**Exercise text**
__________________________________________________
A
Unified Classification Plane
Taking
these three forms, the ludic game, narrative and simulation, we
can construct a classification plane as a triangle with one form
at each point, as shown on Figure 1. It is then possible, as a heuristic
(ie. a useful working tool) for comparing different games and genres,
to place games and genres on that plane, emphasizing the relative
degree to which they embody elements of ludic gaming, simulation
and narrative.
In
this scheme we can place avatar worlds and vehicle simulators at
the simulation extreme. Early avatar worlds were three dimensional
virtual spaces in which a user could be represented by a movable
avatar. These worlds rarely presented much to do, however, since
they lacked any ludic or narrative content.
Board
games and games that do not represent any kind of fictional world,
such as Tetris, belong at the game play extreme. These games
are very abstract, but still engaging. Tetris can be placed
above and to the less narrative side of chess, since chess is an
abstracted representation of warfare, while Tetris presents
a very active functional model.
At
the narrative extreme we place the fixed narrative structures of
digital linear movies. Multipath movies hint at game-like interaction
by presenting choices for the viewer, while hypertext adventures
provide a high degree of interaction in the player's creation of
specific narrative experiences.
Action
games, strategy games and RPGs incorporate prominent features of
all forms, being games, simulators and narratives. RPGs generally
have more narrative content than action games, and strategy games
have more simulation than narrative.
Gambling
and A Three-Dimensional Classification Space
Gaming
is often also understood in the sense of gambling. The world of
computer gamers usually appears to be very separate from the world
of gambling, although gambling companies are certainly game companies
that deliver many gambling products as games. To continue with our
definition fetish, we can define gambling as: decisions of gain
or loss made by chance within a framework of agreed rules.
__________________________________________________
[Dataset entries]

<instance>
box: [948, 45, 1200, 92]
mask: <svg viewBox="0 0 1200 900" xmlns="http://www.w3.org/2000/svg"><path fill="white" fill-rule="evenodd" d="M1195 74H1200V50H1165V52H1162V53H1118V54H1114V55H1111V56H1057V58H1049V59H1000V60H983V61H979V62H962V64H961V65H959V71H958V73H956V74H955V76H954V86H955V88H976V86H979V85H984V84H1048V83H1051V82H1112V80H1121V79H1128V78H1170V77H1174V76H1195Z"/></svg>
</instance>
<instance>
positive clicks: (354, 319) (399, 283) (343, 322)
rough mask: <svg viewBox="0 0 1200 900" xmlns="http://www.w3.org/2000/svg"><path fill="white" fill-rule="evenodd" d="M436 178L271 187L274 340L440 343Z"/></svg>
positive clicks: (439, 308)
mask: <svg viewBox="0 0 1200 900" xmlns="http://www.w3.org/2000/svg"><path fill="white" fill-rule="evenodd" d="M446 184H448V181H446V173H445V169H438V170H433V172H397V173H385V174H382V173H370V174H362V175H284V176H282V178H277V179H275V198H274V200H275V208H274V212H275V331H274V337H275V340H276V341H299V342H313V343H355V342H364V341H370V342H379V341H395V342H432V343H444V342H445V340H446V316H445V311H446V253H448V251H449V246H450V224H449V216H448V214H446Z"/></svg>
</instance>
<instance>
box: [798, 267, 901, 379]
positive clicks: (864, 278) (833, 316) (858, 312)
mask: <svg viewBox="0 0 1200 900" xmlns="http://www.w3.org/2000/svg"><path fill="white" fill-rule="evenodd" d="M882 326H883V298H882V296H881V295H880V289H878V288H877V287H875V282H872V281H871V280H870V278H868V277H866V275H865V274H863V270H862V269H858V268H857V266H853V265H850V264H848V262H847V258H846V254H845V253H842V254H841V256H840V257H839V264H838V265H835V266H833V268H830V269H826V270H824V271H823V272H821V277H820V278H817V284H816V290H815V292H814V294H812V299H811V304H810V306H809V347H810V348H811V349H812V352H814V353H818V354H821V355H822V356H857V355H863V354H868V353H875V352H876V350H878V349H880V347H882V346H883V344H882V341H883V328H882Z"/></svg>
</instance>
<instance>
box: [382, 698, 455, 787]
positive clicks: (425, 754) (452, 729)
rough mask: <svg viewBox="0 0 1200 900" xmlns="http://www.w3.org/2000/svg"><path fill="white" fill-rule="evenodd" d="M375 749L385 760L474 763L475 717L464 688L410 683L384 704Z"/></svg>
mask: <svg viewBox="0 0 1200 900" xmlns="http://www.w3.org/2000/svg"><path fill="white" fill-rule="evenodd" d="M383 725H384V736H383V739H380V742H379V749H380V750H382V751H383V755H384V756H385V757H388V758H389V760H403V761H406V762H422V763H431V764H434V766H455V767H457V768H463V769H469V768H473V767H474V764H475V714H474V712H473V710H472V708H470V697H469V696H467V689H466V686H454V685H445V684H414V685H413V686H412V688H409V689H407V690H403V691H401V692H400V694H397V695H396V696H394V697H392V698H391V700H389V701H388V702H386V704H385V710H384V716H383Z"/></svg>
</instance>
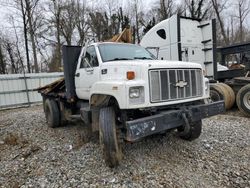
__________________________________________________
**The problem**
Please continue the passage on classifying games, narrative and simulation, picking up after its final sentence.

**Response for this exercise**
Chance
is central to the idea of gambling. Of course, many forms of gambling
have scope for skill; but these can be placed somewhere between
gambling and ludic gaming by the definitions presented here. In
fact, we can add another point to our classification system and
extend our two dimensional classification plane to produce a three-dimensional
classification space, as shown on Figure 2.
The
different points within this space represent different degrees by
which a production represents a game, a narrative, a simulation,
or a gambling system. For example, the game of poker has elements
of pure gaming and also elements of gambling, since it presents
a win/lose scenario played according to a rule set, in which chance
has a significant impact upon the outcome but within which skill
can also have a major role. If we look at the dimension from gambling
to simulation, we enter a very undeveloped zone of virtual economies,
while the dimension heading towards narrative suggests experiences
structured in time but significantly determined by chance.
From
Fiction to Non-Fiction Gaming
There
is another distinction to be made between games involving the creation
of a fictional world and those that do not involve a fictional world.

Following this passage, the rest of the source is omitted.